● **Challenge A**
In the matrix multiplication thread, about how long does the second algorithm take on 1000x1000 matrices?
● **Challenge B**
Retype the passage of the matrix multiplication thread that runs from "My only guess" up to and including "fewer TLB faults.".

● **Selected extract**

*****

Why is the performance of these matrix multiplications so different?

Question

I wrote two matrix classes in Java just to compare the performance of their matrix multiplications. One class (Mat1) stores a double[][] A member where row i of the matrix is A[i]. The other class (Mat2) stores A and T where T is the transpose of A.

Let's say we have a square matrix M and we want the product of M.mult(M). Call the product P.

When M is a Mat1 instance the algorithm used was the straightforward one:

P[i][j] += M.A[i][k] * M.A[k][j]
    for k in range(0, M.A.length)

In the case where M is a Mat2 I used:

P[i][j] += M.A[i][k] * M.T[j][k]

which is the same algorithm because T[j][k]==A[k][j]. On 1000x1000 matrices the second algorithm takes about 1.2 seconds on my machine, while the first one takes at least 25 seconds. I was expecting the second one to be faster, but not by this much. The question is, why is it this much faster?

My only guess is that the second one makes better use of the CPU caches, since data is pulled into the caches in chunks larger than 1 word, and the second algorithm benefits from this by traversing only rows, while the first ignores the data pulled into the caches by going immediately to the row below (which is ~1000 words in memory, because arrays are stored in row major order), none of the data for which is cached.

I asked someone and he thought it was because of friendlier memory access patterns (i.e. that the second version would result in fewer TLB soft faults). I didn't think of this at all but I can sort of see how it results in fewer TLB faults.

So, which is it? Or is there some other reason for the performance difference?

Answer 1

This because of locality of your data.

In RAM a matrix, although bidimensional from your point of view, it's of course stored as a contiguous array of bytes. The only difference from a 1D array is that the offset is calculated by interpolating both indices that you use.

This means that if you access element at position x,y it will calculate x*row_length + y and this will be the offset used to reference to the element at position specified.

What happens is that a big matrix isn't stored in just a page of memory (this is how you OS manages the RAM, by splitting it into chunks) so it has to load inside CPU cache the correct page if you try to access an element that is not already present.

As long as you go contiguously doing your multiplication you don't create any problems, since you mainly use all coefficients of a page and then switch to the next one but if you invert indices what happens is that every single element may be contained in a different memory page so everytime it needs to ask to RAM a different page, this almost for every single multiplication you do, this is why the difference is so neat.

(I rather simplified the whole explaination, it's just to give you the basic idea around this problem)

In any case I don't think this is caused by JVM by itself. It maybe related in how your OS manages the memory of the Java process..

*****

● **Provided material**
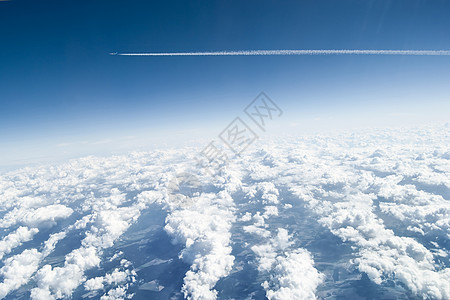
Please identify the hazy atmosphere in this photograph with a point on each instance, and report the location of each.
(224, 149)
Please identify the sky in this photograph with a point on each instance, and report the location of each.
(62, 94)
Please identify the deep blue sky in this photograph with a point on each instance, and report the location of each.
(58, 84)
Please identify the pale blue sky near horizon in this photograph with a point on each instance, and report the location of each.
(60, 88)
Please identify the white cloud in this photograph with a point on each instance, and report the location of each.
(15, 239)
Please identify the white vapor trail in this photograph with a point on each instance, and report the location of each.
(294, 52)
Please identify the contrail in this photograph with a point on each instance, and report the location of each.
(293, 52)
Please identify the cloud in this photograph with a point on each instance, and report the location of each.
(15, 239)
(294, 277)
(293, 52)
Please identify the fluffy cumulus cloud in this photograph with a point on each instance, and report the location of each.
(384, 194)
(16, 238)
(204, 230)
(294, 277)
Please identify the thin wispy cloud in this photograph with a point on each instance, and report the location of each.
(292, 52)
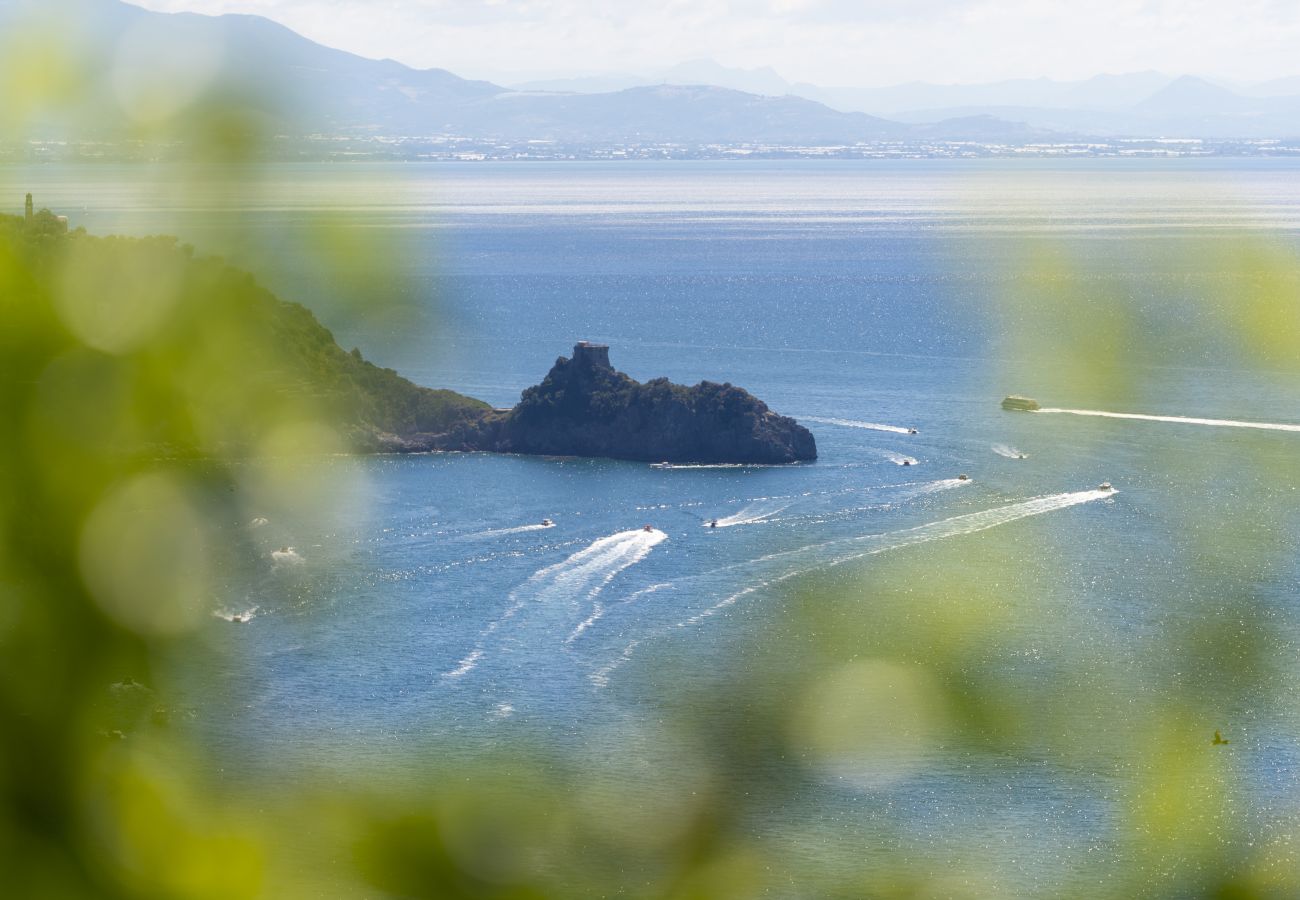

*****

● **Written solution A**
About 1.2 seconds.

● **Written solution B**
My only guess is that the second one makes better use of the CPU caches, since data is pulled into the caches in chunks larger than 1 word, and the second algorithm benefits from this by traversing only rows, while the first ignores the data pulled into the caches by going immediately to the row below (which is ~1000 words in memory, because arrays are stored in row major order), none of the data for which is cached.

I asked someone and he thought it was because of friendlier memory access patterns (i.e. that the second version would result in fewer TLB soft faults). I didn't think of this at all but I can sort of see how it results in fewer TLB faults.